WORK TO BE COMPLETED
How many lines within the records include the word "coordinates"? Only that number should be given.

Records excerpted from a collection
Segment Open
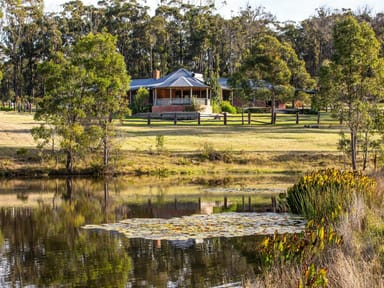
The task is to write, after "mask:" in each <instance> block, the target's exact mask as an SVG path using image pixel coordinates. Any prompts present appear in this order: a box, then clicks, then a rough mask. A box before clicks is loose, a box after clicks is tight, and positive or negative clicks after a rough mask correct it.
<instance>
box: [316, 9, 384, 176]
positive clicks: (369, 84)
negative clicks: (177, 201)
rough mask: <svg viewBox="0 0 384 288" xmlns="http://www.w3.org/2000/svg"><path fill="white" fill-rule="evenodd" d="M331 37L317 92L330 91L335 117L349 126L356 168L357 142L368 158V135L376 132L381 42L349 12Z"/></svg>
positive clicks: (350, 150) (327, 100) (373, 34)
mask: <svg viewBox="0 0 384 288" xmlns="http://www.w3.org/2000/svg"><path fill="white" fill-rule="evenodd" d="M333 38H334V46H335V47H334V48H335V53H334V55H333V58H332V62H330V63H329V64H327V65H324V66H323V68H322V69H323V70H322V71H323V73H322V74H321V79H320V83H321V94H320V95H321V96H323V97H324V96H326V95H328V97H329V96H330V94H332V95H331V96H333V101H334V102H335V103H336V107H337V108H338V116H339V118H340V120H341V121H345V122H346V125H347V126H348V129H349V134H350V140H349V143H348V144H349V145H350V148H349V149H348V150H349V151H350V155H351V166H352V169H353V170H357V155H358V147H359V146H360V147H362V146H361V145H359V143H360V144H363V147H362V151H363V156H364V157H367V155H368V154H367V151H368V150H367V149H368V148H369V145H370V141H369V139H370V138H371V137H370V136H369V134H372V133H375V131H377V129H373V128H374V126H373V125H374V124H375V123H376V122H377V121H376V120H375V118H376V117H377V115H379V114H378V110H377V104H376V103H378V102H379V100H380V99H381V96H380V95H382V93H383V91H382V90H383V88H382V87H383V84H384V72H383V60H382V59H381V58H380V43H379V41H378V40H377V39H376V36H375V33H374V31H373V30H372V28H371V27H370V26H369V25H368V24H367V23H364V22H362V23H359V22H358V21H357V19H356V18H354V17H353V16H351V15H345V16H344V17H342V18H341V19H340V20H339V21H338V22H337V23H336V24H335V27H334V33H333ZM325 99H327V98H325ZM326 101H328V100H326ZM376 127H377V126H376ZM362 135H363V136H362ZM343 141H344V143H345V140H343ZM365 167H366V159H365V160H364V161H363V168H365Z"/></svg>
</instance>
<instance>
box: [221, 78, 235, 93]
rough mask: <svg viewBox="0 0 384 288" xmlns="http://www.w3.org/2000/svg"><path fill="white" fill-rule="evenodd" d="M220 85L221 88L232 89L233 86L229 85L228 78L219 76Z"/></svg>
mask: <svg viewBox="0 0 384 288" xmlns="http://www.w3.org/2000/svg"><path fill="white" fill-rule="evenodd" d="M219 85H220V87H221V89H224V90H232V88H231V87H229V85H228V78H219Z"/></svg>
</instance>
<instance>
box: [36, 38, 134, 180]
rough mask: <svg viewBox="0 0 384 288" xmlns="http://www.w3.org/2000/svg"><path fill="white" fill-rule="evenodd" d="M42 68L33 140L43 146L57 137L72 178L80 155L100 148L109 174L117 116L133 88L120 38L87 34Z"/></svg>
mask: <svg viewBox="0 0 384 288" xmlns="http://www.w3.org/2000/svg"><path fill="white" fill-rule="evenodd" d="M39 69H40V73H41V75H42V77H43V80H44V91H45V95H44V97H43V98H42V99H41V101H40V103H39V109H38V111H37V112H36V114H35V119H36V120H39V121H42V124H41V126H40V127H38V128H36V129H34V130H33V131H32V134H33V135H34V137H35V139H40V141H41V142H40V143H41V144H42V145H46V144H48V143H49V139H52V138H55V139H57V141H58V142H59V143H58V146H59V147H60V151H61V152H63V153H64V154H65V156H66V165H65V166H66V170H67V173H69V174H72V172H73V164H74V162H75V160H76V159H77V158H78V157H80V156H83V155H87V154H88V153H90V152H94V151H98V148H99V147H102V150H103V157H102V159H103V161H102V162H103V165H104V166H103V168H104V172H108V171H107V169H108V168H110V167H109V153H110V150H111V149H112V147H113V145H112V140H111V137H112V136H113V128H114V123H113V118H114V117H121V116H122V115H123V113H124V112H125V109H126V107H127V105H126V103H125V100H126V91H127V89H128V85H129V77H128V76H127V73H126V67H125V63H124V58H123V56H122V55H121V54H120V53H118V52H117V50H116V38H114V37H113V36H112V35H110V34H108V33H100V34H92V33H91V34H88V35H87V36H84V37H82V38H80V39H79V40H78V41H77V42H76V44H75V45H74V46H71V47H69V48H68V51H67V52H66V54H63V53H60V52H59V53H57V55H56V58H54V59H51V60H50V61H47V62H44V63H42V64H41V65H40V67H39ZM91 150H92V151H91Z"/></svg>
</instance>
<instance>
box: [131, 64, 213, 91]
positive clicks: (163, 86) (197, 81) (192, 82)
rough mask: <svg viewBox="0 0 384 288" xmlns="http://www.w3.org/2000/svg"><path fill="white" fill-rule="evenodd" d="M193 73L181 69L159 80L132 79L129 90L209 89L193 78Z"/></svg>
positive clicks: (172, 72)
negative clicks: (191, 88) (142, 87)
mask: <svg viewBox="0 0 384 288" xmlns="http://www.w3.org/2000/svg"><path fill="white" fill-rule="evenodd" d="M194 76H195V75H194V73H192V72H190V71H188V70H186V69H184V68H181V69H179V70H177V71H175V72H172V73H170V74H168V75H167V76H164V77H162V78H160V79H134V80H132V82H131V87H130V90H137V89H139V88H140V87H144V88H186V87H187V88H192V87H199V88H209V86H208V85H206V84H204V82H203V81H201V80H199V79H197V78H195V77H194Z"/></svg>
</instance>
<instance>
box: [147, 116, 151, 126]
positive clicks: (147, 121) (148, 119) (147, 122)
mask: <svg viewBox="0 0 384 288" xmlns="http://www.w3.org/2000/svg"><path fill="white" fill-rule="evenodd" d="M147 125H148V126H149V125H151V113H148V116H147Z"/></svg>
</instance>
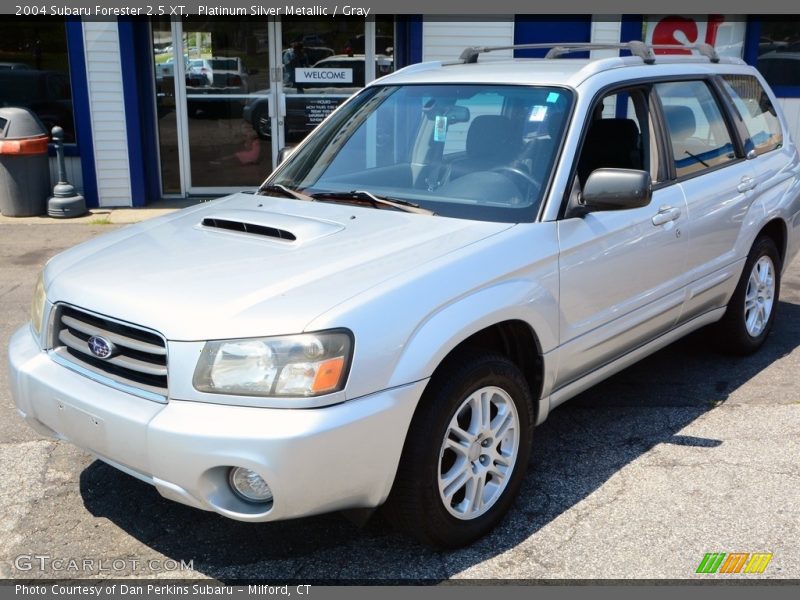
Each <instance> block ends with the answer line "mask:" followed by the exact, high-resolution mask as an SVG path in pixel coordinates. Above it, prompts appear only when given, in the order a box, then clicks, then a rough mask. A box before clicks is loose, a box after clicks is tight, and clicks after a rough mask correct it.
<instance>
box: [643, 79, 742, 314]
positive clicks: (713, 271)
mask: <svg viewBox="0 0 800 600" xmlns="http://www.w3.org/2000/svg"><path fill="white" fill-rule="evenodd" d="M655 90H656V93H657V94H658V97H659V100H660V102H661V105H662V111H663V114H664V122H665V124H666V128H667V135H668V139H669V144H668V153H669V154H670V155H671V156H670V161H669V162H670V169H671V170H672V177H674V178H675V180H676V181H677V182H678V183H679V185H680V187H681V189H682V190H683V193H684V196H685V197H686V205H687V210H688V221H687V223H686V227H685V230H686V234H687V239H688V242H689V254H688V261H687V264H686V271H687V277H688V280H689V286H688V288H687V290H686V303H685V306H684V310H683V313H682V315H681V317H680V321H681V322H685V321H688V320H690V319H692V318H694V317H696V316H698V315H701V314H703V313H705V312H708V311H709V310H712V309H715V308H719V307H721V306H724V304H725V302H726V300H727V296H728V295H729V293H730V290H731V285H732V284H733V285H735V280H736V278H738V275H739V271H740V270H741V265H738V264H737V263H736V261H737V260H738V259H742V258H743V257H742V256H737V254H736V251H735V246H736V240H737V238H738V236H739V232H740V230H741V228H742V223H743V221H744V219H745V215H746V214H747V212H748V210H749V208H750V206H751V204H752V203H753V201H754V199H755V197H756V194H755V191H754V189H755V188H756V186H757V182H756V180H755V179H754V171H753V168H752V164H750V162H749V161H747V160H746V159H745V157H744V150H743V148H742V146H741V142H740V141H739V139H738V137H737V135H736V127H735V125H734V124H733V123H732V122H731V120H730V119H729V118H728V116H727V110H726V108H725V106H724V105H723V103H722V99H723V96H722V93H721V91H720V90H718V89H717V88H716V86H715V85H714V84H713V82H712V81H711V80H710V79H694V80H685V81H669V82H663V83H658V84H656V85H655Z"/></svg>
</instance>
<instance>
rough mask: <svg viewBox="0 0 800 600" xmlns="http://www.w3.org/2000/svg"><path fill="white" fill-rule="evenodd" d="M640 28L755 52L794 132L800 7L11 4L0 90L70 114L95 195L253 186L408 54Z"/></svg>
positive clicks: (93, 199) (88, 184)
mask: <svg viewBox="0 0 800 600" xmlns="http://www.w3.org/2000/svg"><path fill="white" fill-rule="evenodd" d="M793 19H794V20H793ZM631 40H642V41H646V42H652V43H658V44H684V45H687V44H693V43H699V42H709V43H713V44H714V45H715V46H716V47H717V49H718V51H719V52H720V53H721V54H725V55H729V56H737V57H740V58H742V59H744V60H745V61H746V62H747V63H749V64H752V65H755V66H757V67H758V68H759V69H760V70H761V72H762V73H763V74H764V76H765V77H766V78H767V80H768V81H769V82H770V83H771V85H772V86H773V89H774V91H775V93H776V95H777V96H778V98H779V103H780V104H781V106H782V108H783V110H784V113H785V115H786V117H787V120H788V121H789V127H790V130H791V133H792V134H793V137H794V138H795V139H800V16H793V17H789V18H786V17H780V18H778V17H770V16H763V17H754V16H743V15H693V16H685V15H684V16H677V15H619V16H609V15H604V16H603V17H592V16H591V15H586V16H564V17H559V16H553V15H546V16H543V15H519V14H518V15H507V16H502V15H492V16H486V17H470V18H469V19H466V18H464V19H454V18H452V17H433V16H427V15H424V16H423V15H416V16H415V15H396V16H392V15H369V16H367V17H366V18H365V17H364V16H341V15H337V16H336V17H332V16H324V15H312V16H297V15H276V16H271V15H268V14H264V15H261V16H246V17H220V16H217V15H195V16H190V17H183V18H176V17H170V16H168V15H164V16H160V17H146V18H145V17H128V16H119V17H112V18H105V19H96V18H87V17H76V16H69V17H41V16H39V17H30V18H26V17H14V16H8V15H4V16H2V17H0V106H15V105H22V106H27V107H29V108H31V109H32V110H34V111H35V112H36V113H37V114H39V116H40V118H41V120H42V121H43V122H44V123H45V124H46V126H47V127H51V126H53V125H60V126H62V127H63V128H64V129H65V132H66V141H67V144H66V146H65V148H66V154H67V171H68V176H69V178H70V180H71V182H72V183H73V184H75V185H76V186H77V187H78V188H79V189H80V190H81V191H82V192H83V194H84V196H85V197H86V199H87V201H88V204H89V205H90V206H100V207H110V206H145V205H147V204H149V203H152V202H154V201H156V200H159V199H162V198H170V197H178V198H189V197H194V196H196V197H204V198H208V197H214V196H219V195H223V194H225V193H228V192H231V191H235V190H240V189H245V188H254V187H256V186H257V185H258V184H259V183H261V181H263V179H264V178H265V177H266V175H267V174H268V173H269V172H270V171H271V170H272V169H273V168H274V166H275V164H276V160H277V156H278V154H279V151H280V149H281V148H283V147H285V146H288V145H293V144H296V143H297V142H299V141H300V140H302V138H303V137H304V136H305V135H306V134H307V133H308V132H309V131H310V130H311V129H312V128H313V127H314V126H315V125H316V124H317V123H319V122H320V121H321V120H322V119H323V118H324V117H325V116H327V114H329V113H330V112H331V111H332V110H333V109H334V108H335V107H336V106H338V105H339V104H340V103H341V102H343V101H344V100H345V99H346V98H347V97H349V95H350V94H352V93H353V92H354V91H356V90H357V89H359V88H360V87H362V86H363V85H365V83H368V82H370V81H372V80H374V79H375V78H377V77H380V76H382V75H384V74H387V73H390V72H392V71H394V70H396V69H399V68H401V67H404V66H407V65H410V64H413V63H417V62H420V61H429V60H442V61H452V60H456V59H457V58H458V56H459V54H460V53H461V51H462V50H463V49H464V48H465V47H467V46H511V45H515V44H528V43H548V42H587V43H588V42H591V43H599V44H608V43H618V42H626V41H631ZM617 52H618V51H617V50H592V51H591V55H592V56H595V57H602V56H615V55H616V53H617ZM542 55H543V51H539V50H522V49H517V50H511V49H509V50H504V51H498V52H493V53H491V54H489V55H485V57H484V56H482V57H481V61H484V60H497V59H502V58H508V57H511V56H518V57H526V56H542ZM586 55H588V54H586ZM51 163H53V166H52V168H51V171H53V170H54V169H55V160H51Z"/></svg>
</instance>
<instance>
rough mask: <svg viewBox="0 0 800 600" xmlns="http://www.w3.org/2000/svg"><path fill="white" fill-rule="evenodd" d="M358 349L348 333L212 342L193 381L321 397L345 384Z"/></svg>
mask: <svg viewBox="0 0 800 600" xmlns="http://www.w3.org/2000/svg"><path fill="white" fill-rule="evenodd" d="M352 351H353V342H352V337H351V335H350V333H349V332H345V331H327V332H320V333H304V334H301V335H291V336H284V337H270V338H250V339H244V340H222V341H214V342H206V345H205V347H204V348H203V351H202V353H201V355H200V361H199V362H198V363H197V368H196V369H195V371H194V377H193V379H192V383H193V385H194V387H195V389H197V390H198V391H201V392H208V393H211V394H235V395H241V396H295V397H309V396H320V395H322V394H330V393H331V392H338V391H339V390H341V389H342V388H343V387H344V384H345V381H346V379H347V370H348V368H349V367H350V358H351V356H352Z"/></svg>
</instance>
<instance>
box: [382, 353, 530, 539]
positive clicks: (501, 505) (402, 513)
mask: <svg viewBox="0 0 800 600" xmlns="http://www.w3.org/2000/svg"><path fill="white" fill-rule="evenodd" d="M533 414H534V412H533V402H532V398H531V393H530V389H529V387H528V384H527V382H526V380H525V378H524V376H523V375H522V373H521V372H520V370H519V369H518V368H517V367H516V365H514V363H512V362H511V361H510V360H508V359H507V358H505V357H503V356H499V355H487V354H463V355H461V356H460V357H457V358H454V359H452V360H450V361H448V363H447V364H445V365H443V366H442V368H440V369H439V371H437V373H436V375H435V376H434V378H433V379H432V380H431V382H430V384H429V385H428V388H427V389H426V390H425V393H424V395H423V398H422V400H421V401H420V406H419V407H418V409H417V412H416V413H415V415H414V418H413V420H412V423H411V427H410V429H409V433H408V436H407V438H406V443H405V446H404V448H403V455H402V458H401V461H400V466H399V468H398V472H397V477H396V478H395V484H394V487H393V488H392V493H391V495H390V498H389V502H388V505H387V508H388V509H389V511H390V516H391V518H392V519H393V520H394V521H395V524H396V525H397V526H398V528H399V529H401V530H402V531H405V532H409V533H411V534H412V535H414V536H415V537H416V538H418V539H419V540H420V541H422V542H424V543H427V544H430V545H433V546H439V547H446V548H455V547H459V546H463V545H465V544H468V543H470V542H472V541H473V540H475V539H477V538H479V537H481V536H483V535H485V534H486V533H488V532H489V531H490V530H491V529H492V528H493V527H494V526H495V525H496V524H497V523H498V521H500V519H501V518H502V517H503V516H504V515H505V513H506V512H507V511H508V509H509V508H510V506H511V504H512V502H513V501H514V498H515V496H516V494H517V492H518V490H519V486H520V484H521V482H522V479H523V477H524V475H525V471H526V467H527V464H528V458H529V456H530V448H531V430H532V428H533Z"/></svg>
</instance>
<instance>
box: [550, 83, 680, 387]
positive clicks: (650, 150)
mask: <svg viewBox="0 0 800 600" xmlns="http://www.w3.org/2000/svg"><path fill="white" fill-rule="evenodd" d="M651 98H652V91H651V90H650V89H649V88H647V87H644V88H639V89H631V90H623V91H620V92H616V93H613V94H609V95H608V96H606V97H604V98H603V99H602V102H600V103H598V104H597V105H596V106H595V110H594V113H593V118H592V122H591V123H589V124H588V125H587V128H588V129H587V135H586V139H585V141H584V144H583V148H582V150H581V153H580V157H579V161H578V167H577V179H578V185H584V184H585V182H586V179H587V178H588V177H589V175H590V174H591V172H592V171H593V170H595V169H598V168H624V169H640V170H645V171H648V172H649V173H650V175H651V178H652V180H653V182H654V187H655V189H654V192H653V197H652V200H651V202H650V204H649V205H647V206H644V207H641V208H633V209H626V210H607V211H597V212H591V213H589V214H586V215H584V216H581V217H573V218H567V219H562V220H561V221H559V224H558V237H559V245H560V258H559V272H560V282H561V288H560V289H561V293H560V297H561V301H560V307H561V323H560V338H561V350H560V355H559V369H558V374H557V380H556V385H555V387H556V389H557V388H560V387H563V386H565V385H568V384H569V383H571V382H573V381H575V380H577V379H579V378H580V377H581V376H583V375H585V374H587V373H589V372H592V371H594V370H596V369H598V368H599V367H601V366H603V365H604V364H607V363H609V362H611V361H613V360H614V359H616V358H618V357H619V356H621V355H622V354H625V353H626V352H628V351H630V350H632V349H635V348H636V347H638V346H641V345H643V344H645V343H647V342H648V341H650V340H652V339H654V338H655V337H657V336H658V335H660V334H662V333H664V332H666V331H668V330H669V329H670V328H671V327H673V326H674V325H675V323H676V322H677V319H678V317H679V315H680V311H681V308H682V306H683V298H684V293H685V292H684V287H685V285H686V276H685V267H686V261H687V251H688V244H687V236H686V234H685V229H686V224H687V222H688V215H687V210H686V202H685V199H684V196H683V191H682V189H681V187H680V186H679V185H677V184H675V183H673V182H671V181H670V180H669V177H670V173H669V169H668V168H667V167H668V165H666V164H665V160H664V157H663V155H662V153H661V152H659V148H660V147H661V145H660V143H659V142H660V140H659V139H658V136H657V135H656V131H657V128H656V127H655V126H654V118H653V114H652V113H651V111H650V107H651V106H652V102H651Z"/></svg>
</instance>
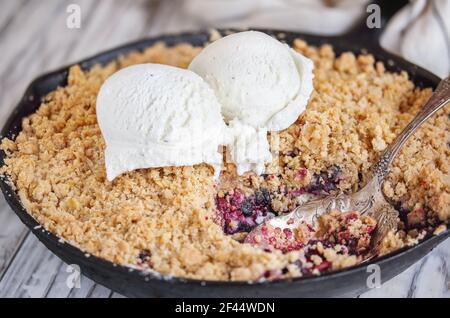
Segment Closed
RESPONSE
2